WHAT THE TASK ASKS: Can you find each line below that contains the string "shoe" and copy it in full? Case counts.

Dataset rows showing where objects appear
## begin
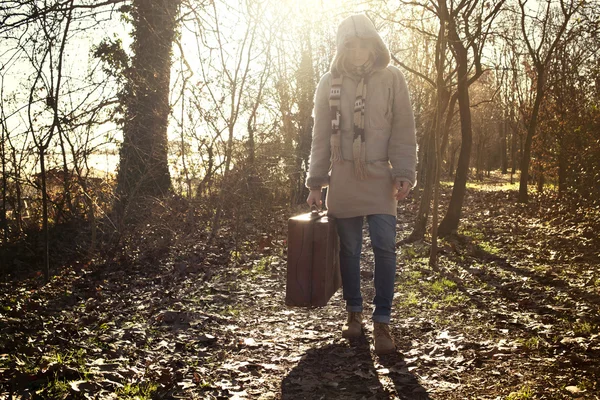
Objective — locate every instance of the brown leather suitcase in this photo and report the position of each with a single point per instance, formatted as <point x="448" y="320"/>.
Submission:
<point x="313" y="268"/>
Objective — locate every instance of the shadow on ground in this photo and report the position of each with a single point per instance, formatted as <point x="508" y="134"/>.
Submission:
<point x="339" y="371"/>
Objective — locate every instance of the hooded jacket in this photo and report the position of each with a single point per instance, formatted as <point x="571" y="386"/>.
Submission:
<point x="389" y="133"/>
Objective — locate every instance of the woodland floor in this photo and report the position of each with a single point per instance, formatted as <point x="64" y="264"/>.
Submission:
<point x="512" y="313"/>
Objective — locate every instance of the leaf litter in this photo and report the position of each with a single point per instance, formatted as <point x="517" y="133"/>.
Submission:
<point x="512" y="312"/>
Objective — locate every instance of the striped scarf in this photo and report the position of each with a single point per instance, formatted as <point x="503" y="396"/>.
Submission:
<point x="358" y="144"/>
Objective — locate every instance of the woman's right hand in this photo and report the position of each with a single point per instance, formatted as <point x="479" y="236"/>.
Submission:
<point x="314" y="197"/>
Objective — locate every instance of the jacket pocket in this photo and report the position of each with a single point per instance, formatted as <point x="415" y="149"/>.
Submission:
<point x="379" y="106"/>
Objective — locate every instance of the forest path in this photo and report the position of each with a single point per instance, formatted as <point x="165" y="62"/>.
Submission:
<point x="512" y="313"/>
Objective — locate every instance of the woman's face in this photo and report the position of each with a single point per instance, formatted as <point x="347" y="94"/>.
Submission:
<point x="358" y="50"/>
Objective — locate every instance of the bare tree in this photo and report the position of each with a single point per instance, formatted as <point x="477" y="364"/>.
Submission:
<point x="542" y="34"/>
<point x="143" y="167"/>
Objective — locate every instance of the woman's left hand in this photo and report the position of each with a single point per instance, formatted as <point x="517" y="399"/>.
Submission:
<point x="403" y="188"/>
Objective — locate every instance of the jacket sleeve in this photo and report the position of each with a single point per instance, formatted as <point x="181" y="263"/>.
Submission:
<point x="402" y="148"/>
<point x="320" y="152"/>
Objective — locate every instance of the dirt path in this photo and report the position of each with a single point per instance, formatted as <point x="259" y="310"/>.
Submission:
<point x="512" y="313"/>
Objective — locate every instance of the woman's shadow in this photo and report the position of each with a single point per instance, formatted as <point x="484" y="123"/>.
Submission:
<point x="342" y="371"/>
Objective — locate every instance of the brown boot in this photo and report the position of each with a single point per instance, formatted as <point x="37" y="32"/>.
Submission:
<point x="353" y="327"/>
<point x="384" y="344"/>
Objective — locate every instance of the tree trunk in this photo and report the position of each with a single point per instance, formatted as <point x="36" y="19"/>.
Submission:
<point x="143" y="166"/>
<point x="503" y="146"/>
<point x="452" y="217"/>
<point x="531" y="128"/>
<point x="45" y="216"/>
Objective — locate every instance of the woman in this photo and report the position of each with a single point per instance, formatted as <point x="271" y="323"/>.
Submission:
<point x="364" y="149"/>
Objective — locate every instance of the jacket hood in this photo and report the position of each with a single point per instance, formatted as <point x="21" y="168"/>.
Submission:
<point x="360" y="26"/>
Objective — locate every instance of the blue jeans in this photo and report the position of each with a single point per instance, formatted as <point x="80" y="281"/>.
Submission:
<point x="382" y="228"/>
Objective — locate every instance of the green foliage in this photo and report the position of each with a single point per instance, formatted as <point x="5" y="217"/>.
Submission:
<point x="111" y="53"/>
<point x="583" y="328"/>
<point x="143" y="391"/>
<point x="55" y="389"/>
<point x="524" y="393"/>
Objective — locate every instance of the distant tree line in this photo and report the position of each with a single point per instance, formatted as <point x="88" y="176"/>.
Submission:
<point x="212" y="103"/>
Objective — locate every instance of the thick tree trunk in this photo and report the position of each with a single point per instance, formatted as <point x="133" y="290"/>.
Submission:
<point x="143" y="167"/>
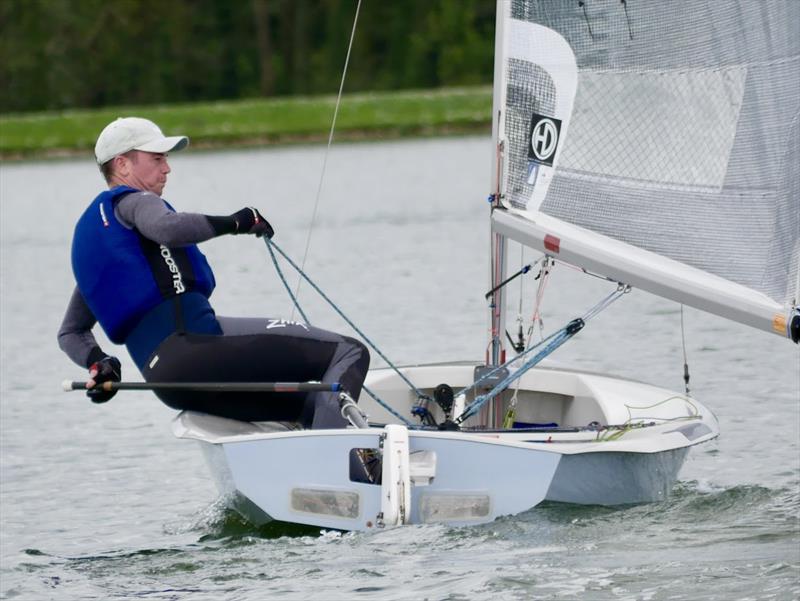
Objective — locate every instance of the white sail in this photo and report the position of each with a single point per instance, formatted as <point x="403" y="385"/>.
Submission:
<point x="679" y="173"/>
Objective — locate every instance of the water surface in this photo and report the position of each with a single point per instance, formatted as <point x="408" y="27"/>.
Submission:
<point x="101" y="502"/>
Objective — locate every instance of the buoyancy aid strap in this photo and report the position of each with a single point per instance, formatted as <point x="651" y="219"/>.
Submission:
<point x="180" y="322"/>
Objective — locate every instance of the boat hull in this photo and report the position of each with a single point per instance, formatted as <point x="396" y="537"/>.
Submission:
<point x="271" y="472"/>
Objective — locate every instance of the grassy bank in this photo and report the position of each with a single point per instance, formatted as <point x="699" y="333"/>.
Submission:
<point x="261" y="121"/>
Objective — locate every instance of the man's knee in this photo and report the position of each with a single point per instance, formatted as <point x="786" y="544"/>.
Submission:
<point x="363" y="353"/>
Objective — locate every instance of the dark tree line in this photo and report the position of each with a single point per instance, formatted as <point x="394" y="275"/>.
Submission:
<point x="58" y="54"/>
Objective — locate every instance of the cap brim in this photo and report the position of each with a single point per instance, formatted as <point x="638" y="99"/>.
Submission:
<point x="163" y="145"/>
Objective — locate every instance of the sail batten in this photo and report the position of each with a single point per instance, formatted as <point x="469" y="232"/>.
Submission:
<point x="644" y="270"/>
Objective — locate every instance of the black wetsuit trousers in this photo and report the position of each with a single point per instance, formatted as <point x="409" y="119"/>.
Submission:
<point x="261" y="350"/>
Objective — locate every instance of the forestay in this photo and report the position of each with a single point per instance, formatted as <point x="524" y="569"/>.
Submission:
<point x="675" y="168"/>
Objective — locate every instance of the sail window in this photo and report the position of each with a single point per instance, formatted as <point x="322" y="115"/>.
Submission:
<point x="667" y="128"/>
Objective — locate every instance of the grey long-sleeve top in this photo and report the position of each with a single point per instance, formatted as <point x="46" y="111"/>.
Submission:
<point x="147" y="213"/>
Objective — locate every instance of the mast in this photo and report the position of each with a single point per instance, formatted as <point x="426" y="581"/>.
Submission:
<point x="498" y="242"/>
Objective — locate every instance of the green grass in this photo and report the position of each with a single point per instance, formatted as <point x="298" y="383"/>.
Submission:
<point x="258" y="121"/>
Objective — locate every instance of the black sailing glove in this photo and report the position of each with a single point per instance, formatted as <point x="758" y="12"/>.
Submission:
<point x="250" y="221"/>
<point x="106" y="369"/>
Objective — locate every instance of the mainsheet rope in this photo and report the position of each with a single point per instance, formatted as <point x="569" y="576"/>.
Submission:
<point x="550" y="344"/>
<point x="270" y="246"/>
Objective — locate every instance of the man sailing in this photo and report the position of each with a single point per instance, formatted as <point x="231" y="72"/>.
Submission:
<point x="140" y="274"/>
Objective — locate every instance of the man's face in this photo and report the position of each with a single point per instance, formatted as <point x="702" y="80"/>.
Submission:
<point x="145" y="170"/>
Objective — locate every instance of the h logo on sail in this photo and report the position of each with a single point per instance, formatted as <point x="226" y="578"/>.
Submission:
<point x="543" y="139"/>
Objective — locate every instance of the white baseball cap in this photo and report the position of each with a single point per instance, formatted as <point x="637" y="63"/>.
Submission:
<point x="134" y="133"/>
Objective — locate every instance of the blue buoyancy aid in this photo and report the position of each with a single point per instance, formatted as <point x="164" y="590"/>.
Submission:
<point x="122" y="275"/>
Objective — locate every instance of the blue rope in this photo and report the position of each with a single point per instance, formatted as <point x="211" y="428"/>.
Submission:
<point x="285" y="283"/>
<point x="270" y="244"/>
## end
## begin
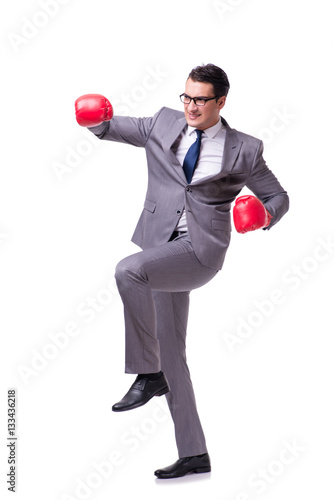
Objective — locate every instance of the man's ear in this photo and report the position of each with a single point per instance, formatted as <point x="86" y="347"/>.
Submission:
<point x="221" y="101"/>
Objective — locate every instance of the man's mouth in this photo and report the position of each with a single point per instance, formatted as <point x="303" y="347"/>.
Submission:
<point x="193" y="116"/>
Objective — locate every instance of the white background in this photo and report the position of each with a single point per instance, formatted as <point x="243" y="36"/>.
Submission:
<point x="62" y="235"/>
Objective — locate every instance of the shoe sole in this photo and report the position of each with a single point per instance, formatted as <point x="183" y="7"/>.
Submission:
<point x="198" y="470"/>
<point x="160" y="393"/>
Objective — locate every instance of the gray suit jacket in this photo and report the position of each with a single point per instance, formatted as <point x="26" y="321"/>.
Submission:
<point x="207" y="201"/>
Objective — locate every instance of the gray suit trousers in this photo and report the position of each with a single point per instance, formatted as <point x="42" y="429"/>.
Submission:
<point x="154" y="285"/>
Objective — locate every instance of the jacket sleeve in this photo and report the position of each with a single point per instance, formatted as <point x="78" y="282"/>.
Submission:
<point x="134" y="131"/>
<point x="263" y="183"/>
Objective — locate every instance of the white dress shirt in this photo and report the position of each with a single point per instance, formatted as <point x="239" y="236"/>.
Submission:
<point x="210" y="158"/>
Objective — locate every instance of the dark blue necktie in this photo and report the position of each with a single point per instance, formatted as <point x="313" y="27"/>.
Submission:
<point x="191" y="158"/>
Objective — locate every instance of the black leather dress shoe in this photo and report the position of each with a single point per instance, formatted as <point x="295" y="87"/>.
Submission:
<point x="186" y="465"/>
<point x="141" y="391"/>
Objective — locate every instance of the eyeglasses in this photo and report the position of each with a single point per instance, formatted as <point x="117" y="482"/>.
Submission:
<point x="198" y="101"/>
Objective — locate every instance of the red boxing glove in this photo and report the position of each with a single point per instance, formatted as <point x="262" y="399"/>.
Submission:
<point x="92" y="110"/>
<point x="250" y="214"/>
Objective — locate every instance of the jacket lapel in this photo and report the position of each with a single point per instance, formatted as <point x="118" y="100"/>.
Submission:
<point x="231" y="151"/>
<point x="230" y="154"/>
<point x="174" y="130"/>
## end
RESPONSE BELOW:
Objective — locate every instance of the shoe sole in this photo and report the position of each with a single point per instance, formatted as <point x="183" y="7"/>.
Objective — locate every instance of the black leather dress shoe in this photo and report the position of each with a single point per instance, formatted as <point x="295" y="87"/>.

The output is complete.